(Work required): Swap "sits on" for "falls on" everywhere in the lines below, and reproduce them with nothing else changed.

(The input):
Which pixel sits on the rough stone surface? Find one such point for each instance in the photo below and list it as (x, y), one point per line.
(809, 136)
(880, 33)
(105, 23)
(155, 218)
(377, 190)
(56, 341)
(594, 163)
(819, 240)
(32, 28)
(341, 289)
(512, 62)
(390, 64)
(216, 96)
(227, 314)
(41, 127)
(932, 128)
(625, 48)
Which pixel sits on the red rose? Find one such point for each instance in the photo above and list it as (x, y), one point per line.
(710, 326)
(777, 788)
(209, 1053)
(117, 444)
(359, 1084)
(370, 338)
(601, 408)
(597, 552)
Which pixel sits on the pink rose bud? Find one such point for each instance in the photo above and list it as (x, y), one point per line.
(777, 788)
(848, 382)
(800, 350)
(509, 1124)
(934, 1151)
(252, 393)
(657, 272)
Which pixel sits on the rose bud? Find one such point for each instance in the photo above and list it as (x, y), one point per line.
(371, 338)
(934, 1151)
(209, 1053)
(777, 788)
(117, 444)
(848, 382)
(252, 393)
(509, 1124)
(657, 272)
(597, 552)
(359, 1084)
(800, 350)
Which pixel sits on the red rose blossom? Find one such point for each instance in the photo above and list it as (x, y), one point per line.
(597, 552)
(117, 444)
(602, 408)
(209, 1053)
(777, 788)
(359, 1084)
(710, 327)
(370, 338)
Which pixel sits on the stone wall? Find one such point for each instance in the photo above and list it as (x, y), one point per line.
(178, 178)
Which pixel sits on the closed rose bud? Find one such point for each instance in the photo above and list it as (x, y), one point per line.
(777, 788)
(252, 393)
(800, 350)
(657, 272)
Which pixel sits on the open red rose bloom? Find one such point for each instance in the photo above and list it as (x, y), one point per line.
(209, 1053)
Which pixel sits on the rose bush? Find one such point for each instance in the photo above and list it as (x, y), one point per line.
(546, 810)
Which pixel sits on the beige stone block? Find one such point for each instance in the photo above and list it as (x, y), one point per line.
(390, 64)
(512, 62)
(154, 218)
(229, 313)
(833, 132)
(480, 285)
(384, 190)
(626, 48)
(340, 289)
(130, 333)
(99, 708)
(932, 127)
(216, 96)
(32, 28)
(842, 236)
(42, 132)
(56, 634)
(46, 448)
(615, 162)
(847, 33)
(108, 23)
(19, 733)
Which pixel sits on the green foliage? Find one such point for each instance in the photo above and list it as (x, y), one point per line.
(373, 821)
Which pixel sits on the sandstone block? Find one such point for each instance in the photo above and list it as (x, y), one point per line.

(Written reply):
Which pixel falls on the rough stone surface? Find one such point for each instance in the photo below and list it as (x, y), one point per line.
(809, 136)
(880, 33)
(105, 23)
(155, 218)
(377, 190)
(56, 341)
(594, 163)
(819, 240)
(32, 28)
(341, 289)
(512, 62)
(390, 64)
(216, 96)
(227, 314)
(41, 127)
(932, 128)
(625, 48)
Which pixel falls on the red rose? Find one such point for each instance in the photo above and list it as (x, y), one point per line.
(710, 326)
(777, 788)
(209, 1053)
(117, 444)
(359, 1084)
(370, 338)
(601, 408)
(597, 552)
Which pixel falls on the pink rose bud? Find one such point for each instance in the photo above and list it as (x, y), one point per line.
(777, 788)
(848, 382)
(800, 350)
(509, 1124)
(934, 1151)
(252, 393)
(657, 272)
Which pixel falls on the rose bud? Find one such point for each instance in the photo above and list it as (x, y), one point per line.
(371, 338)
(934, 1151)
(209, 1053)
(777, 788)
(117, 444)
(848, 382)
(252, 393)
(509, 1124)
(657, 272)
(597, 552)
(359, 1084)
(800, 350)
Which pixel falls on the red rose blossom? Find one such point for each instance in the photo above and list it as (x, y), one point per line.
(597, 552)
(117, 444)
(602, 408)
(209, 1053)
(777, 788)
(359, 1084)
(710, 327)
(370, 338)
Which pixel falls on the stone wall? Find one such point for each instance in the photo above and list it as (x, y), one point per line.
(178, 178)
Which pixel falls on the closed rose bud? Find one such point for each instance in the photo above and list it as (x, y), one point per line.
(777, 788)
(252, 393)
(800, 350)
(657, 272)
Which pixel falls on the open red rose bloom? Find one such point for each instance in the photo above and list it as (x, y), one point per line.
(209, 1053)
Which pixel falls on the rose bush? Find one such point for each instance in the photo above and list it as (x, y), one point per line.
(546, 810)
Which pixel falls on the beige stone block? Find one such point for each instance in the photo above and list it as (x, y), one point per line.
(390, 64)
(512, 62)
(154, 218)
(229, 313)
(833, 132)
(480, 285)
(384, 190)
(626, 48)
(340, 289)
(130, 333)
(99, 708)
(932, 127)
(216, 96)
(32, 28)
(842, 236)
(42, 132)
(56, 634)
(46, 448)
(615, 162)
(847, 33)
(108, 23)
(19, 733)
Which pixel falls on the green foliage? Find one such point for each instance in the photo above and list it as (x, y), one point per line.
(373, 821)
Which pixel falls on the sandstone block? Find one such point for each instance in the photo above and list it as (x, y), one point per line.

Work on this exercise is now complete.